# Problem description:
Return the data exactly, with all pictures removed.

# Collected data entries:
--*--

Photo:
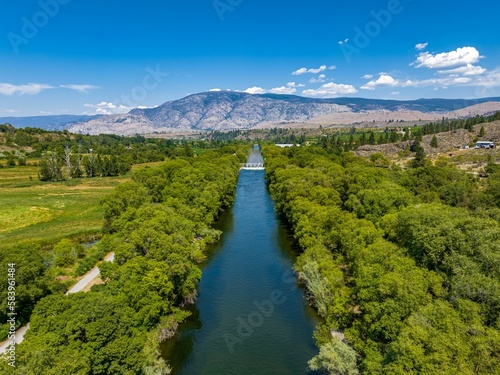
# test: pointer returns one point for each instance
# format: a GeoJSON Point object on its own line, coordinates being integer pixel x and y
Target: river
{"type": "Point", "coordinates": [251, 316]}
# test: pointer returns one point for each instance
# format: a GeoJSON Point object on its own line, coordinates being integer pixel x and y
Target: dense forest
{"type": "Point", "coordinates": [403, 266]}
{"type": "Point", "coordinates": [158, 225]}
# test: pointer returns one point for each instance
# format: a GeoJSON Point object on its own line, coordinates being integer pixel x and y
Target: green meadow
{"type": "Point", "coordinates": [31, 210]}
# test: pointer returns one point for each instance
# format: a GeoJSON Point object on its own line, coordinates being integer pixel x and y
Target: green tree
{"type": "Point", "coordinates": [371, 139]}
{"type": "Point", "coordinates": [50, 168]}
{"type": "Point", "coordinates": [335, 358]}
{"type": "Point", "coordinates": [419, 160]}
{"type": "Point", "coordinates": [434, 142]}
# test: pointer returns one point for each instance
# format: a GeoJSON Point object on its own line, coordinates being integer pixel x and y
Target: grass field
{"type": "Point", "coordinates": [48, 211]}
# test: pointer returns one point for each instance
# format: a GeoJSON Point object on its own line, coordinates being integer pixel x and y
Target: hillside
{"type": "Point", "coordinates": [235, 110]}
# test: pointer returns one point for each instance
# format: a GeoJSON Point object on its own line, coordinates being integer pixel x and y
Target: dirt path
{"type": "Point", "coordinates": [78, 287]}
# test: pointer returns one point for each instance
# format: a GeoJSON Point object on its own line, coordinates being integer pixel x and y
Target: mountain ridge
{"type": "Point", "coordinates": [230, 110]}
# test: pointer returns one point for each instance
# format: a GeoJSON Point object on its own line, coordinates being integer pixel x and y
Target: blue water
{"type": "Point", "coordinates": [250, 317]}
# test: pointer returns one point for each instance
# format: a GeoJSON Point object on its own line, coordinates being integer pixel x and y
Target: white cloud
{"type": "Point", "coordinates": [331, 89]}
{"type": "Point", "coordinates": [283, 90]}
{"type": "Point", "coordinates": [255, 90]}
{"type": "Point", "coordinates": [421, 46]}
{"type": "Point", "coordinates": [80, 88]}
{"type": "Point", "coordinates": [28, 89]}
{"type": "Point", "coordinates": [489, 79]}
{"type": "Point", "coordinates": [461, 56]}
{"type": "Point", "coordinates": [321, 78]}
{"type": "Point", "coordinates": [293, 84]}
{"type": "Point", "coordinates": [108, 108]}
{"type": "Point", "coordinates": [383, 80]}
{"type": "Point", "coordinates": [322, 68]}
{"type": "Point", "coordinates": [468, 70]}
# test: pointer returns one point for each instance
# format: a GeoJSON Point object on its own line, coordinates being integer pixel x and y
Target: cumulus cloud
{"type": "Point", "coordinates": [255, 90]}
{"type": "Point", "coordinates": [293, 84]}
{"type": "Point", "coordinates": [467, 70]}
{"type": "Point", "coordinates": [331, 89]}
{"type": "Point", "coordinates": [421, 46]}
{"type": "Point", "coordinates": [321, 78]}
{"type": "Point", "coordinates": [27, 89]}
{"type": "Point", "coordinates": [383, 80]}
{"type": "Point", "coordinates": [108, 108]}
{"type": "Point", "coordinates": [461, 56]}
{"type": "Point", "coordinates": [80, 88]}
{"type": "Point", "coordinates": [322, 68]}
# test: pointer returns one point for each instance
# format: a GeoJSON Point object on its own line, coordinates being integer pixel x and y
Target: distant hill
{"type": "Point", "coordinates": [55, 122]}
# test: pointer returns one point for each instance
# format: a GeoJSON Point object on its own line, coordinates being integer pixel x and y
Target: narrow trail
{"type": "Point", "coordinates": [78, 287]}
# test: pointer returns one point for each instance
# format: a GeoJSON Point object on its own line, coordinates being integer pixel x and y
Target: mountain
{"type": "Point", "coordinates": [55, 122]}
{"type": "Point", "coordinates": [211, 111]}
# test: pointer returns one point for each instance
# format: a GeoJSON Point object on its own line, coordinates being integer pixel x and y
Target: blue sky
{"type": "Point", "coordinates": [75, 56]}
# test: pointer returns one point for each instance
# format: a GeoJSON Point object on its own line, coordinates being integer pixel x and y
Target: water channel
{"type": "Point", "coordinates": [251, 316]}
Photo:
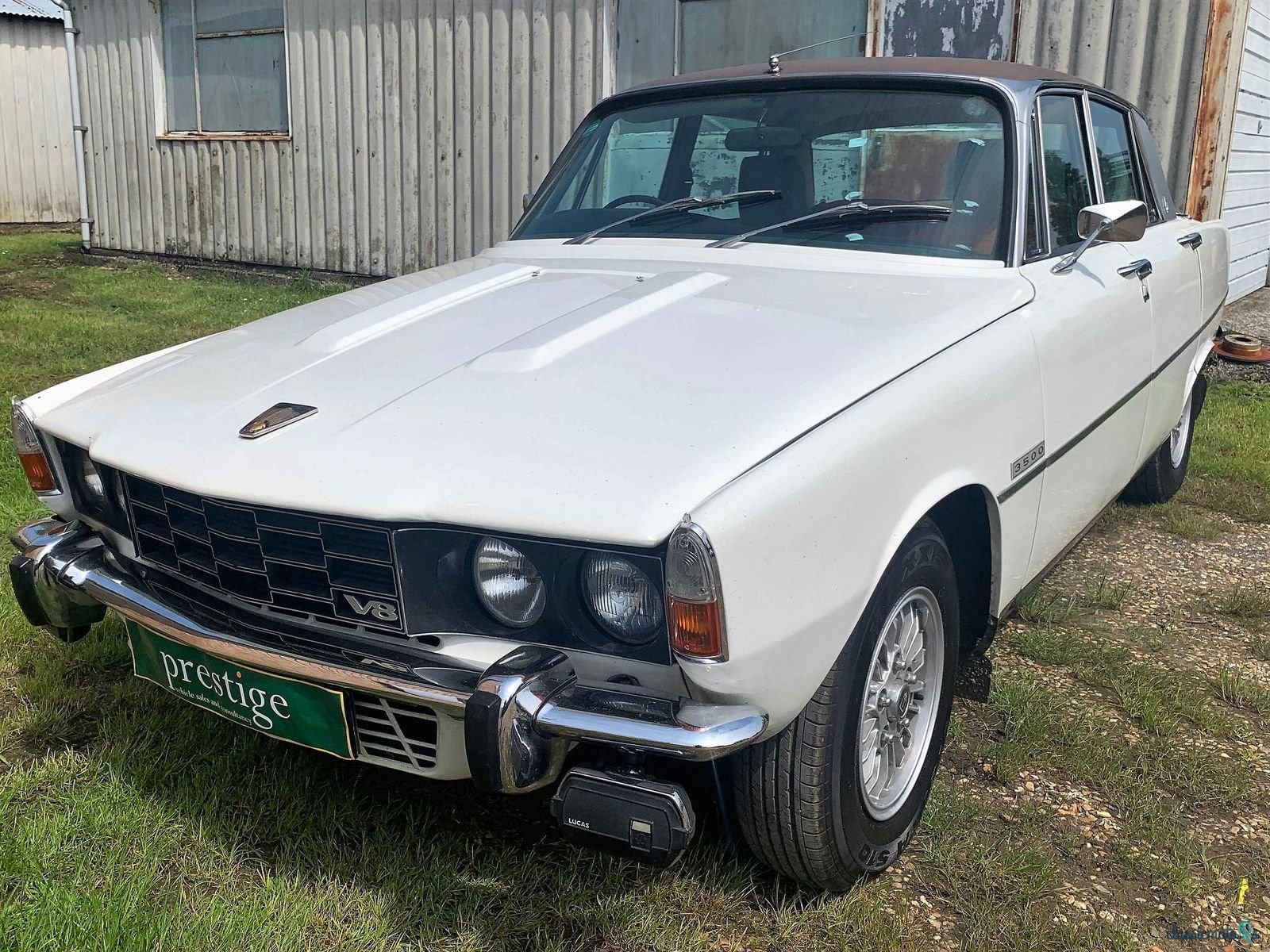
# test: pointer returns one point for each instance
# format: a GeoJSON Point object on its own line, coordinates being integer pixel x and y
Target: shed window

--*--

# Solution below:
Photo:
# test: pointer returns one point for each instance
# format: a GeoJSON Point object on its own line, coordinates being integer pixel x and y
Target: river
{"type": "Point", "coordinates": [251, 316]}
# test: pointer returns one point for each instance
# format: a GeoJSON Point object on its own line, coordinates being integer pixel x and y
Target: dense forest
{"type": "Point", "coordinates": [403, 266]}
{"type": "Point", "coordinates": [158, 225]}
# test: pointer returns one point for each instance
# format: a GeoJSON Point object on its own line, coordinates being integer pixel x and y
Target: green meadow
{"type": "Point", "coordinates": [31, 210]}
# test: pointer returns one point for each instance
# format: a GeoJSON Point object on its own line, coordinates being integer pixel x and y
Target: green tree
{"type": "Point", "coordinates": [371, 139]}
{"type": "Point", "coordinates": [50, 168]}
{"type": "Point", "coordinates": [335, 358]}
{"type": "Point", "coordinates": [419, 160]}
{"type": "Point", "coordinates": [434, 142]}
# test: pointer returns one point for each instance
# format: a GeoJSON Point object on its own line, coordinates being integer pixel x and y
Target: grass field
{"type": "Point", "coordinates": [48, 211]}
# test: pointer returns one point for each instance
# format: a GeoJSON Point object on its own line, coordinates being integer pixel x and y
Target: hillside
{"type": "Point", "coordinates": [235, 110]}
# test: pointer returns one point for each instance
# format: a GeoJSON Point object on its own line, coordinates being integer pixel x and y
Target: dirt path
{"type": "Point", "coordinates": [78, 287]}
# test: pointer returns one point for each instance
# format: a GeoJSON Point object on its own line, coordinates being integer pixel x and y
Target: mountain ridge
{"type": "Point", "coordinates": [230, 110]}
# test: pointer returns one point for each instance
# format: a GeoJSON Point object on its own line, coordinates being integer pixel x and y
Target: blue water
{"type": "Point", "coordinates": [250, 317]}
# test: pointer returns one point for each instance
# format: a GeoJSON Point object on its own line, coordinates being integer pixel x and y
Target: white cloud
{"type": "Point", "coordinates": [331, 89]}
{"type": "Point", "coordinates": [283, 90]}
{"type": "Point", "coordinates": [255, 90]}
{"type": "Point", "coordinates": [421, 46]}
{"type": "Point", "coordinates": [80, 88]}
{"type": "Point", "coordinates": [28, 89]}
{"type": "Point", "coordinates": [489, 79]}
{"type": "Point", "coordinates": [461, 56]}
{"type": "Point", "coordinates": [321, 78]}
{"type": "Point", "coordinates": [293, 84]}
{"type": "Point", "coordinates": [108, 108]}
{"type": "Point", "coordinates": [383, 80]}
{"type": "Point", "coordinates": [322, 68]}
{"type": "Point", "coordinates": [468, 70]}
# test: pointer returns one point for each instance
# format: a GeoJSON Point object on its own line, coordinates being integer pixel x and y
Target: cumulus cloud
{"type": "Point", "coordinates": [255, 90]}
{"type": "Point", "coordinates": [293, 84]}
{"type": "Point", "coordinates": [467, 70]}
{"type": "Point", "coordinates": [331, 89]}
{"type": "Point", "coordinates": [421, 46]}
{"type": "Point", "coordinates": [321, 78]}
{"type": "Point", "coordinates": [27, 89]}
{"type": "Point", "coordinates": [383, 80]}
{"type": "Point", "coordinates": [108, 108]}
{"type": "Point", "coordinates": [461, 56]}
{"type": "Point", "coordinates": [80, 88]}
{"type": "Point", "coordinates": [322, 68]}
# test: pointer returns one point for each instance
# format: a GeoJSON Point object on its own line, coordinates being integer pixel x and y
Target: distant hill
{"type": "Point", "coordinates": [55, 122]}
# test: pointer returns one point for each instance
# format: a GeoJSON Point object on its own line, coordinates being integer pixel x and y
Target: narrow trail
{"type": "Point", "coordinates": [78, 287]}
# test: pointer returns one point for each instance
# format: a GeoJSON Point object on its own line, coordinates being integer pixel x and y
Target: mountain
{"type": "Point", "coordinates": [55, 122]}
{"type": "Point", "coordinates": [211, 111]}
# test: pointer returns one point for each instance
# format: a GeoJSON Point object on its own line, coordinates being integer pixel x and y
Target: blue sky
{"type": "Point", "coordinates": [75, 56]}
# test: pointer returns one point for each instance
# format: a GeoJSON Point object on its own line, coordinates being integer pixel x and y
Target: water channel
{"type": "Point", "coordinates": [251, 316]}
Photo:
# test: pointer returns one point for each instance
# format: a GeoJSON Point object on its own line, coordinates being integer pixel x and y
Target: shed window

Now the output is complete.